◆ Task to carry out:
Rewrite the data from the line containing "of the melting" through the end of the data, inclusive, changing "point_to" to "mark_points" and leaving everything else as it is.

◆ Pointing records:

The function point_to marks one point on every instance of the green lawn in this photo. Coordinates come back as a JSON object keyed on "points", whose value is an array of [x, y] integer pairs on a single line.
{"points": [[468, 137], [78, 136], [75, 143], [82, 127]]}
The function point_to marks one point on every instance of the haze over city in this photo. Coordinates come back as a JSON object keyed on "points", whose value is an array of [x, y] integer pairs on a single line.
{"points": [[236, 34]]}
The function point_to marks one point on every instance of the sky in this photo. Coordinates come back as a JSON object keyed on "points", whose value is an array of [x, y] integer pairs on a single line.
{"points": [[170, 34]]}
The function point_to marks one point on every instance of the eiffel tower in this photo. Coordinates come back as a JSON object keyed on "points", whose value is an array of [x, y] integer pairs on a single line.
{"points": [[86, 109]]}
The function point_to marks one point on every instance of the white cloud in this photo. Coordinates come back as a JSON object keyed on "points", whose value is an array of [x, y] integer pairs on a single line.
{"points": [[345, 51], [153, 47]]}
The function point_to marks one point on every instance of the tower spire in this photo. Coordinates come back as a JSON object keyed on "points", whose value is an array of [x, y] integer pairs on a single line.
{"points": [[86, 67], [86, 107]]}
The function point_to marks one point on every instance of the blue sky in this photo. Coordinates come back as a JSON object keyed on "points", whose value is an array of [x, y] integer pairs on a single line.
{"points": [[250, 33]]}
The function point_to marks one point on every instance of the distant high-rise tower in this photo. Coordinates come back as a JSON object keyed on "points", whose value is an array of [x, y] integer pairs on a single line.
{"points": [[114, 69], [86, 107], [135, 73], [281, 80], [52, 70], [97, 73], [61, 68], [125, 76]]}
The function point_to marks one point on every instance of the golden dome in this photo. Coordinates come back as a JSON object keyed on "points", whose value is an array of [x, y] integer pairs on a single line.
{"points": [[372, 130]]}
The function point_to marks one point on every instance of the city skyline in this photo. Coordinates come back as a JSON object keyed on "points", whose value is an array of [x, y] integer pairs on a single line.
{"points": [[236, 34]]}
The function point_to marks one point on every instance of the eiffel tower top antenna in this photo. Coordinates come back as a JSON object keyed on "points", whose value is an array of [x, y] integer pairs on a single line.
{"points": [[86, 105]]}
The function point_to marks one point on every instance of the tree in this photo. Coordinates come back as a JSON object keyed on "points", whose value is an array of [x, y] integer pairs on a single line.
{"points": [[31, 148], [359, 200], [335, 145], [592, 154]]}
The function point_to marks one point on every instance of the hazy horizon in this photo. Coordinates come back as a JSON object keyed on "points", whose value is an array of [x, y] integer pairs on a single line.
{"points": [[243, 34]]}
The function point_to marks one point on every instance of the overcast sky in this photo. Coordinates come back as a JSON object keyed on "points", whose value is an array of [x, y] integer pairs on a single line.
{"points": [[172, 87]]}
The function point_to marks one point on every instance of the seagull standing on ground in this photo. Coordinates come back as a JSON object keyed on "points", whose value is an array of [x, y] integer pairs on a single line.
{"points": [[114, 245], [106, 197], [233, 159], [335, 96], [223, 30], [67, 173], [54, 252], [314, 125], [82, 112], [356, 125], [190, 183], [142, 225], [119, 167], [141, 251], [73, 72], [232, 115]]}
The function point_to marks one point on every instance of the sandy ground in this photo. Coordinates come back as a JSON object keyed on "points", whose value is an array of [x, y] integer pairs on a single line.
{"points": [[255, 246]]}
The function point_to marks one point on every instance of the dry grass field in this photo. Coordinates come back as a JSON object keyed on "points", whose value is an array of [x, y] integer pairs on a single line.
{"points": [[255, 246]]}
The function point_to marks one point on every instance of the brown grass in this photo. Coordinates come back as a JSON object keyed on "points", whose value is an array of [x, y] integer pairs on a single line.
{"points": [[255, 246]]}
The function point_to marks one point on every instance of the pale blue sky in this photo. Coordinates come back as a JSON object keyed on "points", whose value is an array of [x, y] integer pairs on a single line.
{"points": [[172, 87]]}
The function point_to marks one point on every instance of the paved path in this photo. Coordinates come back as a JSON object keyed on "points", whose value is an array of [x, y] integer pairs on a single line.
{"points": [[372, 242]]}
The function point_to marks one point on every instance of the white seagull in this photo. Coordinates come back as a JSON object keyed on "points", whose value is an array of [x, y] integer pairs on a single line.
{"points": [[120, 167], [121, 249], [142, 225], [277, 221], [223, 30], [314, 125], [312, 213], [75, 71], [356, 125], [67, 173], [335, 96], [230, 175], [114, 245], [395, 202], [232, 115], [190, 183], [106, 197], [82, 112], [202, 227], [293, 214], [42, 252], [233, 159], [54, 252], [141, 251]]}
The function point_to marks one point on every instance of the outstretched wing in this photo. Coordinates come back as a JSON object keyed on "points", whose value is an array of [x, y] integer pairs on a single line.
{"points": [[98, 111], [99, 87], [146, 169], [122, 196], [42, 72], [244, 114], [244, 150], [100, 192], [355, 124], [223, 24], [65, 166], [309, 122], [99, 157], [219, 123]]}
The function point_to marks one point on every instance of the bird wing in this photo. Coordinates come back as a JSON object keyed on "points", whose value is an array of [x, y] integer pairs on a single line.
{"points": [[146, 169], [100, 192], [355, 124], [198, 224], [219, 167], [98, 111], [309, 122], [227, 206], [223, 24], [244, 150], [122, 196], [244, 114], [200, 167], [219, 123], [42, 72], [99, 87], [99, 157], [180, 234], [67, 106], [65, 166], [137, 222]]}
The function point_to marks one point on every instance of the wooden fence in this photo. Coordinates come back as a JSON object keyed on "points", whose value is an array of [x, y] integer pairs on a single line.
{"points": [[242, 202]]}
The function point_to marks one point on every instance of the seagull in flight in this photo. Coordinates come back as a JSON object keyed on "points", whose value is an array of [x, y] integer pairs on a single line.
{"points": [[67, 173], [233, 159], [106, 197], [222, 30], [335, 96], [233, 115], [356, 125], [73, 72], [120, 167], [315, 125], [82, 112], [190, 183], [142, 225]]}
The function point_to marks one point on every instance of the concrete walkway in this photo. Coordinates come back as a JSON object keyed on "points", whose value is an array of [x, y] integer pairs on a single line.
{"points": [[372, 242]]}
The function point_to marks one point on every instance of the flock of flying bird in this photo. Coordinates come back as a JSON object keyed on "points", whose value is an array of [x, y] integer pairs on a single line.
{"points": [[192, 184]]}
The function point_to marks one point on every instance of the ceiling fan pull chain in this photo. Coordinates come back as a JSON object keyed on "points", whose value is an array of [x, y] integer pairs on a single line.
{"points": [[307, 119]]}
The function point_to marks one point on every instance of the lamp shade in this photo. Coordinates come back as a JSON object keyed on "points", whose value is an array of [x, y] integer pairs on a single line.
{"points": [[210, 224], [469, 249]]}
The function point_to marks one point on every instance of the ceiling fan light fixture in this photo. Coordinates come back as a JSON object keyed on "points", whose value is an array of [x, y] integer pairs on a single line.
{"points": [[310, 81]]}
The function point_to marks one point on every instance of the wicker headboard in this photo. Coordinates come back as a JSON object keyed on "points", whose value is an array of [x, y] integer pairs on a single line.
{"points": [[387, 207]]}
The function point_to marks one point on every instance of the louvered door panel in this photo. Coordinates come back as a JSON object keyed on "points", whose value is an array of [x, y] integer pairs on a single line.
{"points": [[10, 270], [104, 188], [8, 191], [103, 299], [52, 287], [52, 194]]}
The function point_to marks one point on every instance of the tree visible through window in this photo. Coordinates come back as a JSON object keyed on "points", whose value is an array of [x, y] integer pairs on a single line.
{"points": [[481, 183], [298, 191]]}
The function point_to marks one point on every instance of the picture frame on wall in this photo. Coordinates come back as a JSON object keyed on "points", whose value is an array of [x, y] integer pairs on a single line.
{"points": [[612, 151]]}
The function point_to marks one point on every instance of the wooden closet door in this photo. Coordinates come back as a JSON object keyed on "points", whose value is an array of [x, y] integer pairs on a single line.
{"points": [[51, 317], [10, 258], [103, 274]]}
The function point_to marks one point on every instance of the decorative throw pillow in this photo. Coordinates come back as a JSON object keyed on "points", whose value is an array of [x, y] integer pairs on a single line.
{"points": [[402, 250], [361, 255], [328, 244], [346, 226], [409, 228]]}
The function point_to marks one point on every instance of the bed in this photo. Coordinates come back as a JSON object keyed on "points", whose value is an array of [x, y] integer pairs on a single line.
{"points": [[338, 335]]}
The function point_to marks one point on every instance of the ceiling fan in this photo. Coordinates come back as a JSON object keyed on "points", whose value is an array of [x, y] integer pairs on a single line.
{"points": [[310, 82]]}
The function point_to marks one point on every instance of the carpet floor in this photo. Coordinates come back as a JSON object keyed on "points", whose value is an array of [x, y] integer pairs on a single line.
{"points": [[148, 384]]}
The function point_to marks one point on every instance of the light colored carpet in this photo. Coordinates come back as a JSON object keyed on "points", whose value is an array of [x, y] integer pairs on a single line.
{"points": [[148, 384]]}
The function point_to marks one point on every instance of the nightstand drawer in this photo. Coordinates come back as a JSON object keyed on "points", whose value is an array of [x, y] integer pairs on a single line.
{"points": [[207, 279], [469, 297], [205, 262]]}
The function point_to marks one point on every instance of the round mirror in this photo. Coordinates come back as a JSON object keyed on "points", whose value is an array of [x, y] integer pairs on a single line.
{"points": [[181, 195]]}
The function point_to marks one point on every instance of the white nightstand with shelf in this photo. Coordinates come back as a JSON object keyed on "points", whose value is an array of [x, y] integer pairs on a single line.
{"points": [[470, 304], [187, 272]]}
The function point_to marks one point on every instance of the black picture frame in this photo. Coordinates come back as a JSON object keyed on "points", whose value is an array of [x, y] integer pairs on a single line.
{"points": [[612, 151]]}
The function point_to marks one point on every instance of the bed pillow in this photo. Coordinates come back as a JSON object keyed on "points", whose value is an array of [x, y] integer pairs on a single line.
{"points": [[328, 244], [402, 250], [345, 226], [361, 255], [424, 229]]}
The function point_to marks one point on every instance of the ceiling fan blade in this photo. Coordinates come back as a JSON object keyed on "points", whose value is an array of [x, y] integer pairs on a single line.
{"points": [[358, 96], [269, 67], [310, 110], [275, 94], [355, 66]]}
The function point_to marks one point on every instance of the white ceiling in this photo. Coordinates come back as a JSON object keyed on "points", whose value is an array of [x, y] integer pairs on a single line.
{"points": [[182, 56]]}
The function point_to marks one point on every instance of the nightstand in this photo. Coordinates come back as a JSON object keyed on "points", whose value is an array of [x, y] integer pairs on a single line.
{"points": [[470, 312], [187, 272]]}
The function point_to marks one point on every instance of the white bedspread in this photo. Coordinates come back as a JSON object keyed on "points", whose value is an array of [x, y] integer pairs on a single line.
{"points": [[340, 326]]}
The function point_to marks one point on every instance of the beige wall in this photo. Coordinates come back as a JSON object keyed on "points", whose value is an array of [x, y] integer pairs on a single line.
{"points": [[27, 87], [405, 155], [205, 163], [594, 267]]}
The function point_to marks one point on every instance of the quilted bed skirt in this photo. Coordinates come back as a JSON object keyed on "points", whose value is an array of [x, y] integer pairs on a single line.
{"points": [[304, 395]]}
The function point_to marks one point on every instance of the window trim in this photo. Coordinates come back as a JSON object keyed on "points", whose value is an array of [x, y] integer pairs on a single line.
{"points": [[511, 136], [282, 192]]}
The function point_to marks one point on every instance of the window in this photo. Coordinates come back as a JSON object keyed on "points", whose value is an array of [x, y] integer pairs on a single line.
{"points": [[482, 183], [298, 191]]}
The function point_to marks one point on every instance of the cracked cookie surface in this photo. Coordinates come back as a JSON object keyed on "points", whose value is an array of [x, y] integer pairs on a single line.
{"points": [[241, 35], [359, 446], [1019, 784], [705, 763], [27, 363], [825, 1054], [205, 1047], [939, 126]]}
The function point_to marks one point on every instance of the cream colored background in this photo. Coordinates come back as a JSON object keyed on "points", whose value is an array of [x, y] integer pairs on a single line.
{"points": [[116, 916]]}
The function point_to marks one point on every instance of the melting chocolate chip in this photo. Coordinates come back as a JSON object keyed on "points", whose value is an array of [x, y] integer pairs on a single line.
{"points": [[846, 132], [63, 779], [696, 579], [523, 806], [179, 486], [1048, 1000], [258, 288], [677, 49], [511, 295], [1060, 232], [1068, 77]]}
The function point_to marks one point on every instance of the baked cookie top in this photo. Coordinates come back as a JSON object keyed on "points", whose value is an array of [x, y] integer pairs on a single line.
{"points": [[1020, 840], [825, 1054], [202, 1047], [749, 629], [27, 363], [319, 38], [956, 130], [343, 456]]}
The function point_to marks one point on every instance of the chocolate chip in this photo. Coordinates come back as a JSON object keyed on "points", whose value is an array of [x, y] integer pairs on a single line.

◆ Reply to the exercise:
The function mark_points marks one point on every instance of the melting chocolate chip in this photo. Coordinates come back as a JSON object keyed on "points", whose value is an array of [x, y] integer pairs on a single line.
{"points": [[846, 132], [63, 779], [696, 579], [523, 806], [179, 486], [1048, 1000], [258, 288], [677, 49], [511, 295], [1060, 232], [1068, 77]]}
The function mark_points marks one point on every instance of the baked cookie top in this photo. Coordinates come back as a JSON object keyed on "points", whose value is an array of [x, y] integer pairs on a single line.
{"points": [[1020, 840], [825, 1054], [202, 1047], [749, 629], [27, 363], [319, 38], [956, 130], [343, 456]]}
The function mark_points marks one point on every instance of the chocolate chip in this photo. Coordinates come back as a JSON object keyed on "points", whose value is an array of [x, y] integer pairs on a single line.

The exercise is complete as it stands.